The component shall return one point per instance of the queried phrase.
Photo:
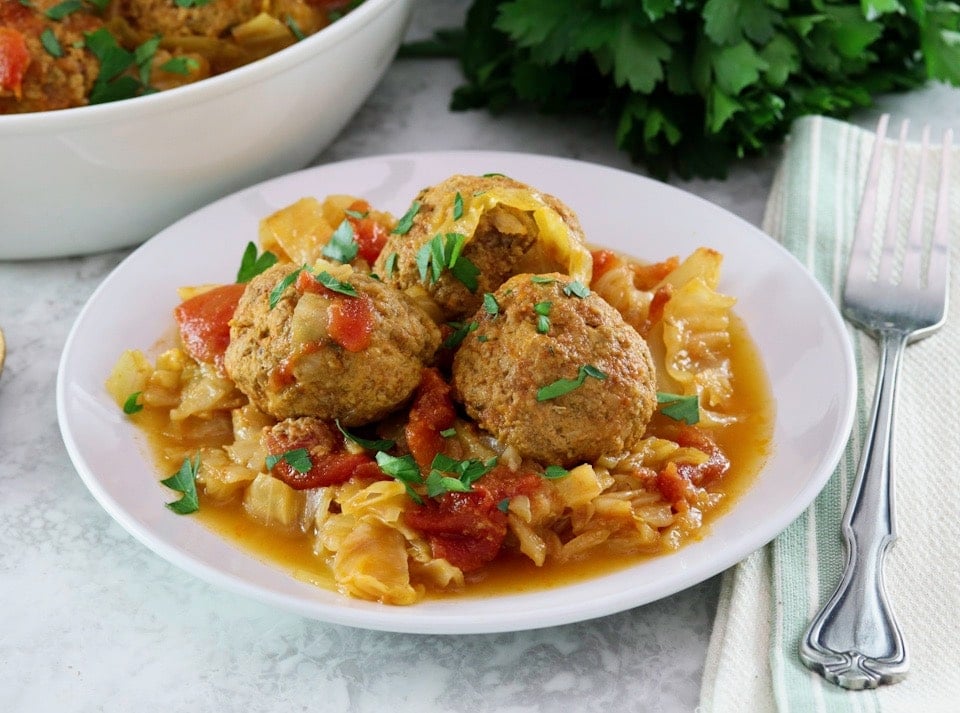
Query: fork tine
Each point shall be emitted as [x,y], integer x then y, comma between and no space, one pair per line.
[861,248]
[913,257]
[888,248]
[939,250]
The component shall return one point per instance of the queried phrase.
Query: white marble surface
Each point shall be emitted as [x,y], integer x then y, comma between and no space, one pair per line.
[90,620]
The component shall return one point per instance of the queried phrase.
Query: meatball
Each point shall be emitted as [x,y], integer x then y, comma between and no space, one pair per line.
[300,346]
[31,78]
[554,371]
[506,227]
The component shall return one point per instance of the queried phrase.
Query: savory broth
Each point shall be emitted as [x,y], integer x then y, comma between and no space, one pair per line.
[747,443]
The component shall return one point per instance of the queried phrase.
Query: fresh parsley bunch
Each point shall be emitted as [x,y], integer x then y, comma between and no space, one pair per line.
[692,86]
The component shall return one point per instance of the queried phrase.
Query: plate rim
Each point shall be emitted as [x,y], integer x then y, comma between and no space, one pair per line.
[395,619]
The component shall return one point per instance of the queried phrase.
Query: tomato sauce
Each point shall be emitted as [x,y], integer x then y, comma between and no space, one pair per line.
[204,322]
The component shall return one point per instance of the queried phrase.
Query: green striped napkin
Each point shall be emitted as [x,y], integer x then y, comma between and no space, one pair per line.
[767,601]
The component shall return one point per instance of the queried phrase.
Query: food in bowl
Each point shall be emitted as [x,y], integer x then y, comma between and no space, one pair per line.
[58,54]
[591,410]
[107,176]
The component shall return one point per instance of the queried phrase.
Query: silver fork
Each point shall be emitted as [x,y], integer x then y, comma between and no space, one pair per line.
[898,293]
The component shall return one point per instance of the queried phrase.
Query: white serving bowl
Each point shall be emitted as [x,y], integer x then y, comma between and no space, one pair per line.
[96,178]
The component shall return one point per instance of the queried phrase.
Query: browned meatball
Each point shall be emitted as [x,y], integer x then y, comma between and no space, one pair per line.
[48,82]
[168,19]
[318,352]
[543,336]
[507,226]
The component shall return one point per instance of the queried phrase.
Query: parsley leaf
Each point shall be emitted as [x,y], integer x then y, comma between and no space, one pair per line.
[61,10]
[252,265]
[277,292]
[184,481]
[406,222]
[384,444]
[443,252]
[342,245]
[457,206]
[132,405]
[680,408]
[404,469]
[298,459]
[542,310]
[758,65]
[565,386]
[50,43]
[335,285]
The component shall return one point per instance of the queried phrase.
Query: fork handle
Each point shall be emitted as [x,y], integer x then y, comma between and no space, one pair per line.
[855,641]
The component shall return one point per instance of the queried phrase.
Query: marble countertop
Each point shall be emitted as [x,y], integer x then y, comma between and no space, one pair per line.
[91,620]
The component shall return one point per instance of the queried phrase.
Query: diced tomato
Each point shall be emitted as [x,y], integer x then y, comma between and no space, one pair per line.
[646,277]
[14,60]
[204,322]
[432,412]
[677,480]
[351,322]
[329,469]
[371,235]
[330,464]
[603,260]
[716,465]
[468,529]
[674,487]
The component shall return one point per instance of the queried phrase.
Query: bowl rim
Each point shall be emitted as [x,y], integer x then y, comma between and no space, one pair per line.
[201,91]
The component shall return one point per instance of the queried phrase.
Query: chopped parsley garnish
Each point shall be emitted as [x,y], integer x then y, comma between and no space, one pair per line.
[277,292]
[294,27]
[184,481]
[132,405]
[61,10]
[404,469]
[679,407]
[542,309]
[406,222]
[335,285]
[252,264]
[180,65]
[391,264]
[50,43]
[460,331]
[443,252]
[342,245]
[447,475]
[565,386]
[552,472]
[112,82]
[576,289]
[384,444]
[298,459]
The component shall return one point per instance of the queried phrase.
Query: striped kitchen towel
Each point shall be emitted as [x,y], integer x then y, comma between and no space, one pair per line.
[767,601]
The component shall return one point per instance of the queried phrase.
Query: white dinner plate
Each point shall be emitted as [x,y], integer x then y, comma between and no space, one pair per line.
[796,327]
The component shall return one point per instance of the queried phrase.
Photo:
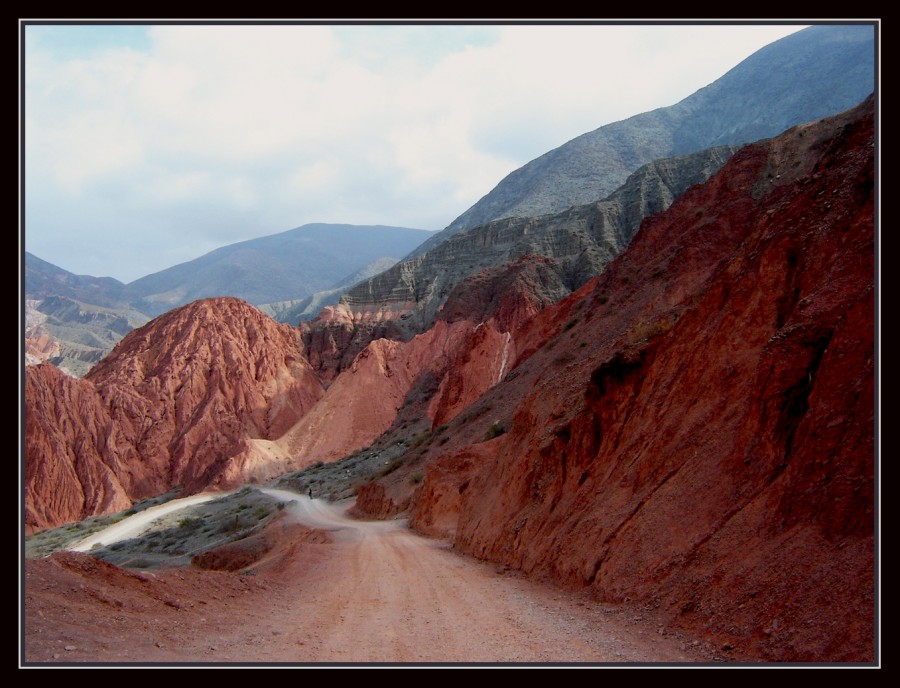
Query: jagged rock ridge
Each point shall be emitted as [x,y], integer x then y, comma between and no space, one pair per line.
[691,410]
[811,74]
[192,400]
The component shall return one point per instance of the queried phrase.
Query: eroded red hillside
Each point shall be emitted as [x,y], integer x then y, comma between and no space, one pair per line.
----------
SHORT PROBLEM - Return each line of the data, keeping its wording exact and omitting pictures.

SOLUTION FOR THIS TASK -
The component shall return one point per instance of the queried phrase.
Photo:
Query: fork tine
Each point shall be emitted as [x,y], integer x then y, comma between and no space, one pair per line.
[861,248]
[913,257]
[888,248]
[939,250]
The component shall return one point per instance of the queried phrase.
Query: white marble surface
Each point shall be emitted as [x,y], integer x then y, comma between and no space, one pair per line.
[90,620]
The component shall return one point per instance of the queried phrase.
Query: meatball
Each point shall be emitted as [x,y], integer x then y, comma between and no space, one pair per line.
[300,346]
[31,78]
[554,371]
[506,227]
The component shall return one point per instance of the queried phrase.
Query: savory broth
Each point shall be emitted as [x,y], integer x then y, comma between and no space, one pair per line.
[747,443]
The component shall return one point per instance of the queried phrase.
Query: fresh parsley bunch
Each point shall be emitted as [x,y], integer x then y, comma between and no space, one pair per line.
[692,86]
The component shall return one point per instance of the queried phrase.
Query: plate rim
Each point shall be emitted as [x,y], integer x then y, comma between and no space, one pair per line.
[395,619]
The component shall return one point per instance of the queried phrase.
Query: tomato sauce
Each point shall be emitted as [x,y], integer x then y, comma between and no space, one pair per line.
[204,322]
The component shall return one point per instance of the queried phrase.
Query: green striped napkin
Each point shall be emitted as [x,y], integer x then y, comma between and no space, one pair per line.
[767,601]
The component shall return one point per instance of the queried phrase.
Query: food in bowl
Each point shall be emitted as [x,y], integer x then y, comma between and no space, one pair per line.
[58,54]
[591,410]
[107,176]
The component shall return one point per instance of the queried phrase.
Query: silver fork
Each point shall be emitted as [x,y], integer x then y, comma between and no space, one pair per line.
[898,293]
The component shall return one point per instance of the queried phrase.
Query: white serving bowl
Each point shall be emitted as [x,y], integer x then y, comma between and no space, one pair per line.
[96,178]
The component shall return one point per instance of the queried phrase.
Query: browned meatball
Each point shall be emitted as [x,y], integer x then y, comma between and no space, one pair per line.
[48,82]
[168,19]
[318,352]
[543,336]
[507,226]
The component shall return one point per instance of the queried phrase.
Query: parsley leaf
Each point shall be emitted as [x,y], integer x then y, comma between and no space, one pair per line.
[61,10]
[252,265]
[277,292]
[184,481]
[406,222]
[384,444]
[443,252]
[342,245]
[457,206]
[132,405]
[680,408]
[404,469]
[298,459]
[542,310]
[758,65]
[565,386]
[50,43]
[335,285]
The component shall return one point per instance of the queried phrase.
Query: fork handle
Each point shall be emitted as [x,y], integer x then y, comma between and no space, one pair per line.
[855,641]
The component shall return one point per instance of the queried phrase.
Query: marble countertop
Each point shall be emitted as [x,y], integer x then y, comma between and no space, one pair per line.
[91,620]
The component shall return one point per instance of the queried phrase.
Query: diced tomato
Each point shall be emitted as [x,y], integer x then y, comma between and no space, one pair per line.
[646,277]
[14,60]
[204,322]
[432,412]
[677,480]
[351,322]
[329,469]
[371,235]
[330,464]
[603,260]
[716,465]
[468,529]
[674,487]
The component shall return one point per instance of the queried phrase.
Query: bowl rim
Each point shall be emitted as [x,y], integer x then y, comma between and no space, one pair per line.
[201,91]
The component shall return one point per instance of the queried phrase.
Query: chopped parsley garnish
Each point shall be emitted as [x,y], integer x then y, comma between and no space, one pair per line.
[277,292]
[294,27]
[184,481]
[132,405]
[61,10]
[404,469]
[679,407]
[542,309]
[406,222]
[335,285]
[252,264]
[180,65]
[391,264]
[50,43]
[460,331]
[443,252]
[342,245]
[447,475]
[565,386]
[552,472]
[112,82]
[576,289]
[384,444]
[298,459]
The component shall return one point per instance of the queried phrase.
Query: striped kitchen towel
Each point shall be emitted as [x,y], integer x then y, comma between and no space, one pair per line.
[767,601]
The component shall return one point per instance of the queried phrase.
Query: white dinner plate
Each point shall be emitted as [x,y], integer x then y, comma between and no space, one pair per line.
[796,327]
The component shall return one point per instance of the queried phrase.
Photo:
Query: jagged rock ridge
Each point shall be emitted as [x,y], integer x then y, comma between and no space, one pair per line.
[691,410]
[811,74]
[192,400]
The component shall return one point per instance of the queried phrase.
Query: eroded red hillside
Each point shall be emitted as [x,y], integer x then y, comma between and no space, one pair per line.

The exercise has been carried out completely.